Tally the lines of the data below that contain the string "player", counting only matches in the same case, and reply with the number alone.

— START OF RECORDS FOR THE EXERCISE —

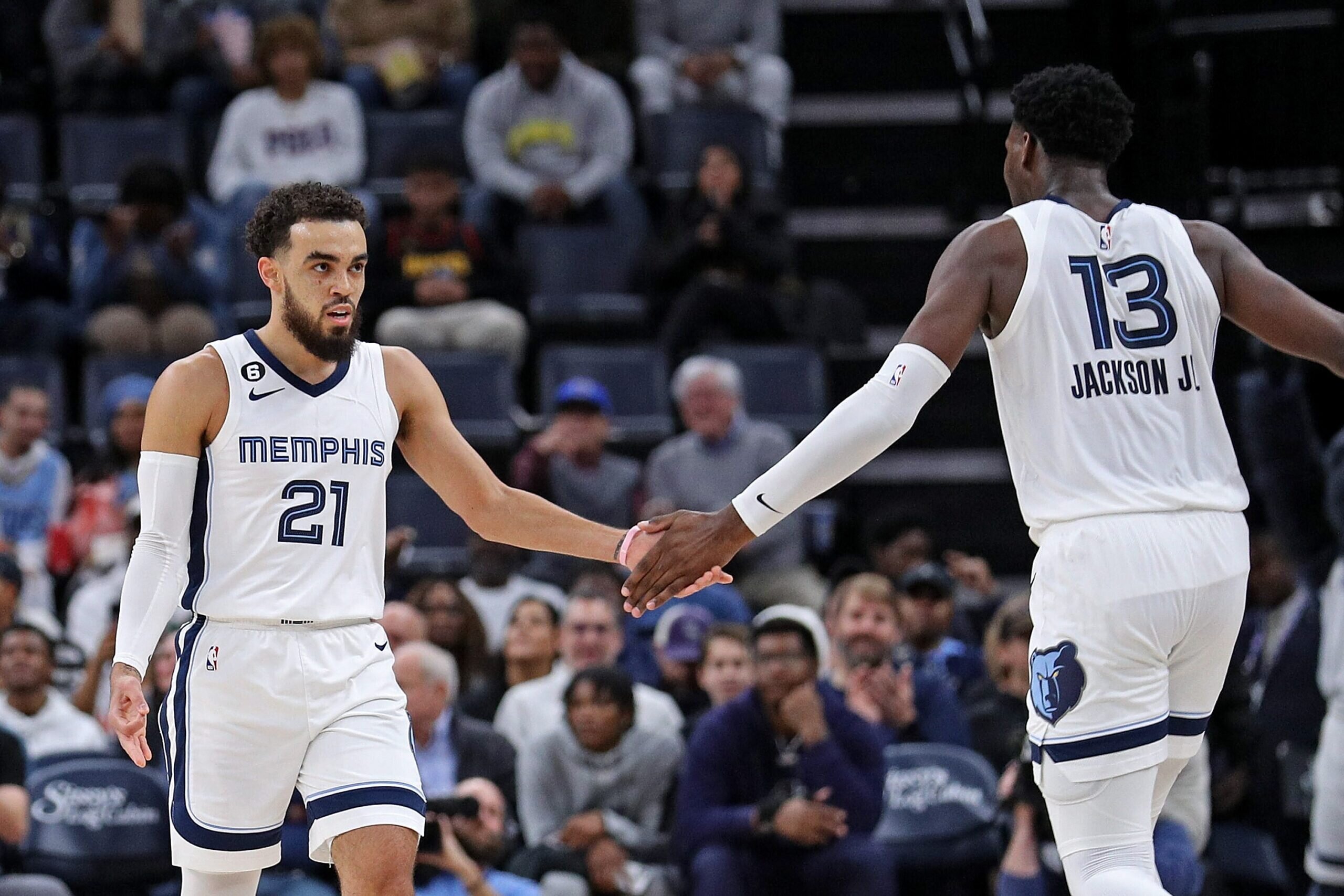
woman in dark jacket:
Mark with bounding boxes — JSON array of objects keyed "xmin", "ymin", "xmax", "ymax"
[{"xmin": 652, "ymin": 144, "xmax": 790, "ymax": 360}]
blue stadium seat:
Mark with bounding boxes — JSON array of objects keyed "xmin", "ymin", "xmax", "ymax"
[
  {"xmin": 0, "ymin": 115, "xmax": 46, "ymax": 203},
  {"xmin": 60, "ymin": 115, "xmax": 188, "ymax": 211},
  {"xmin": 704, "ymin": 345, "xmax": 828, "ymax": 437},
  {"xmin": 419, "ymin": 352, "xmax": 518, "ymax": 449},
  {"xmin": 83, "ymin": 355, "xmax": 175, "ymax": 433},
  {"xmin": 364, "ymin": 109, "xmax": 466, "ymax": 197},
  {"xmin": 518, "ymin": 224, "xmax": 648, "ymax": 339},
  {"xmin": 0, "ymin": 355, "xmax": 67, "ymax": 435},
  {"xmin": 387, "ymin": 468, "xmax": 469, "ymax": 575},
  {"xmin": 655, "ymin": 106, "xmax": 773, "ymax": 189},
  {"xmin": 539, "ymin": 344, "xmax": 672, "ymax": 445},
  {"xmin": 20, "ymin": 754, "xmax": 172, "ymax": 893}
]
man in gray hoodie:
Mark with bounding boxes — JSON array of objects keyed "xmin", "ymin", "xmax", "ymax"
[{"xmin": 464, "ymin": 15, "xmax": 646, "ymax": 251}]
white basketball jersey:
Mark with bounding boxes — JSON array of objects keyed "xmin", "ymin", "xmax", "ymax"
[
  {"xmin": 182, "ymin": 331, "xmax": 398, "ymax": 622},
  {"xmin": 985, "ymin": 199, "xmax": 1247, "ymax": 541}
]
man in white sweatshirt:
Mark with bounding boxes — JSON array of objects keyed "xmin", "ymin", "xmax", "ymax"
[
  {"xmin": 464, "ymin": 15, "xmax": 648, "ymax": 252},
  {"xmin": 207, "ymin": 15, "xmax": 371, "ymax": 230}
]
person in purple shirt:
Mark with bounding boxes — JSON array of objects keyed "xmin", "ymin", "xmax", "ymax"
[{"xmin": 674, "ymin": 618, "xmax": 894, "ymax": 896}]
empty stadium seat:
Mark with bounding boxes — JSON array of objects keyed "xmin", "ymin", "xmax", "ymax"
[
  {"xmin": 518, "ymin": 224, "xmax": 648, "ymax": 339},
  {"xmin": 0, "ymin": 355, "xmax": 66, "ymax": 434},
  {"xmin": 60, "ymin": 115, "xmax": 188, "ymax": 211},
  {"xmin": 539, "ymin": 344, "xmax": 672, "ymax": 445},
  {"xmin": 704, "ymin": 345, "xmax": 828, "ymax": 437},
  {"xmin": 83, "ymin": 355, "xmax": 176, "ymax": 433},
  {"xmin": 387, "ymin": 468, "xmax": 469, "ymax": 575},
  {"xmin": 419, "ymin": 352, "xmax": 518, "ymax": 449},
  {"xmin": 20, "ymin": 754, "xmax": 172, "ymax": 893},
  {"xmin": 364, "ymin": 109, "xmax": 466, "ymax": 196},
  {"xmin": 652, "ymin": 106, "xmax": 773, "ymax": 189},
  {"xmin": 0, "ymin": 115, "xmax": 46, "ymax": 203}
]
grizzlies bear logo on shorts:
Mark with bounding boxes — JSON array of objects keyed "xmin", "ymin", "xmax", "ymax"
[{"xmin": 1031, "ymin": 641, "xmax": 1087, "ymax": 724}]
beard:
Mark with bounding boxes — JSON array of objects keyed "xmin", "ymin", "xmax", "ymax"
[{"xmin": 279, "ymin": 283, "xmax": 364, "ymax": 364}]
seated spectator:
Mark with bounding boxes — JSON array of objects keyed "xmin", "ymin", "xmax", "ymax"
[
  {"xmin": 415, "ymin": 778, "xmax": 542, "ymax": 896},
  {"xmin": 967, "ymin": 595, "xmax": 1031, "ymax": 771},
  {"xmin": 495, "ymin": 594, "xmax": 681, "ymax": 750},
  {"xmin": 78, "ymin": 373, "xmax": 154, "ymax": 510},
  {"xmin": 675, "ymin": 619, "xmax": 894, "ymax": 896},
  {"xmin": 406, "ymin": 579, "xmax": 490, "ymax": 693},
  {"xmin": 206, "ymin": 15, "xmax": 376, "ymax": 220},
  {"xmin": 377, "ymin": 600, "xmax": 429, "ymax": 654},
  {"xmin": 461, "ymin": 598, "xmax": 561, "ymax": 721},
  {"xmin": 509, "ymin": 666, "xmax": 681, "ymax": 896},
  {"xmin": 0, "ymin": 623, "xmax": 109, "ymax": 759},
  {"xmin": 457, "ymin": 532, "xmax": 564, "ymax": 650},
  {"xmin": 652, "ymin": 144, "xmax": 790, "ymax": 359},
  {"xmin": 370, "ymin": 159, "xmax": 527, "ymax": 367},
  {"xmin": 393, "ymin": 641, "xmax": 518, "ymax": 803},
  {"xmin": 631, "ymin": 0, "xmax": 793, "ymax": 157},
  {"xmin": 897, "ymin": 563, "xmax": 985, "ymax": 697},
  {"xmin": 0, "ymin": 164, "xmax": 75, "ymax": 352},
  {"xmin": 327, "ymin": 0, "xmax": 477, "ymax": 109},
  {"xmin": 644, "ymin": 355, "xmax": 826, "ymax": 607},
  {"xmin": 70, "ymin": 161, "xmax": 227, "ymax": 357},
  {"xmin": 464, "ymin": 12, "xmax": 648, "ymax": 247},
  {"xmin": 41, "ymin": 0, "xmax": 197, "ymax": 113},
  {"xmin": 0, "ymin": 383, "xmax": 70, "ymax": 615},
  {"xmin": 0, "ymin": 728, "xmax": 70, "ymax": 896},
  {"xmin": 0, "ymin": 551, "xmax": 60, "ymax": 639},
  {"xmin": 653, "ymin": 603, "xmax": 713, "ymax": 719},
  {"xmin": 512, "ymin": 376, "xmax": 644, "ymax": 582},
  {"xmin": 823, "ymin": 572, "xmax": 968, "ymax": 747},
  {"xmin": 695, "ymin": 622, "xmax": 755, "ymax": 707}
]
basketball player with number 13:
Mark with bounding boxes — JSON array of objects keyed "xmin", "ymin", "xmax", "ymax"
[{"xmin": 625, "ymin": 66, "xmax": 1344, "ymax": 896}]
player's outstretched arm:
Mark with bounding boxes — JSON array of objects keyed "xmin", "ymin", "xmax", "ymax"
[
  {"xmin": 622, "ymin": 219, "xmax": 1025, "ymax": 615},
  {"xmin": 108, "ymin": 349, "xmax": 228, "ymax": 766},
  {"xmin": 1184, "ymin": 220, "xmax": 1344, "ymax": 377},
  {"xmin": 383, "ymin": 346, "xmax": 723, "ymax": 584}
]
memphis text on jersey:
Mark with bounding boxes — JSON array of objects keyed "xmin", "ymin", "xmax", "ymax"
[
  {"xmin": 1068, "ymin": 355, "xmax": 1199, "ymax": 399},
  {"xmin": 238, "ymin": 435, "xmax": 387, "ymax": 466}
]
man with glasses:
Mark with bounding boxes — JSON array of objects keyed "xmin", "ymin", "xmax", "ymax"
[
  {"xmin": 495, "ymin": 594, "xmax": 681, "ymax": 750},
  {"xmin": 675, "ymin": 618, "xmax": 894, "ymax": 896}
]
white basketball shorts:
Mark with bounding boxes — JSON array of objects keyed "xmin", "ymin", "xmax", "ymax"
[
  {"xmin": 1027, "ymin": 512, "xmax": 1250, "ymax": 783},
  {"xmin": 159, "ymin": 615, "xmax": 425, "ymax": 872}
]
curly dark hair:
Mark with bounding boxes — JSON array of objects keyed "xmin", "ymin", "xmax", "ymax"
[
  {"xmin": 245, "ymin": 180, "xmax": 368, "ymax": 258},
  {"xmin": 1010, "ymin": 65, "xmax": 1135, "ymax": 166}
]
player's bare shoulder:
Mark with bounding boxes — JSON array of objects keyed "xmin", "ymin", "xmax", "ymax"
[{"xmin": 144, "ymin": 345, "xmax": 228, "ymax": 454}]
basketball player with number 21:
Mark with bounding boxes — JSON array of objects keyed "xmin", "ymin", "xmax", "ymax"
[
  {"xmin": 109, "ymin": 183, "xmax": 731, "ymax": 896},
  {"xmin": 624, "ymin": 66, "xmax": 1344, "ymax": 896}
]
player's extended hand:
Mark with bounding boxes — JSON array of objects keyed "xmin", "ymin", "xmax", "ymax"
[
  {"xmin": 621, "ymin": 504, "xmax": 754, "ymax": 617},
  {"xmin": 108, "ymin": 662, "xmax": 152, "ymax": 768},
  {"xmin": 625, "ymin": 523, "xmax": 732, "ymax": 617}
]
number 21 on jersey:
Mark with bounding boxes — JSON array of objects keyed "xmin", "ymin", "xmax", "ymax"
[{"xmin": 1068, "ymin": 255, "xmax": 1176, "ymax": 351}]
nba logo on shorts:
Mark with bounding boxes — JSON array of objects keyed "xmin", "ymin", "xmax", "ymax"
[{"xmin": 1031, "ymin": 641, "xmax": 1087, "ymax": 724}]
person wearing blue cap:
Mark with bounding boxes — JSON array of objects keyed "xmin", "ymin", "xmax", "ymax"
[{"xmin": 512, "ymin": 376, "xmax": 643, "ymax": 582}]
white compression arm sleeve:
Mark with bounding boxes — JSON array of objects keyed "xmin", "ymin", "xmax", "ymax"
[
  {"xmin": 732, "ymin": 343, "xmax": 951, "ymax": 535},
  {"xmin": 113, "ymin": 451, "xmax": 200, "ymax": 677}
]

— END OF RECORDS FOR THE EXERCISE —

**ANSWER FOR THE TASK:** 5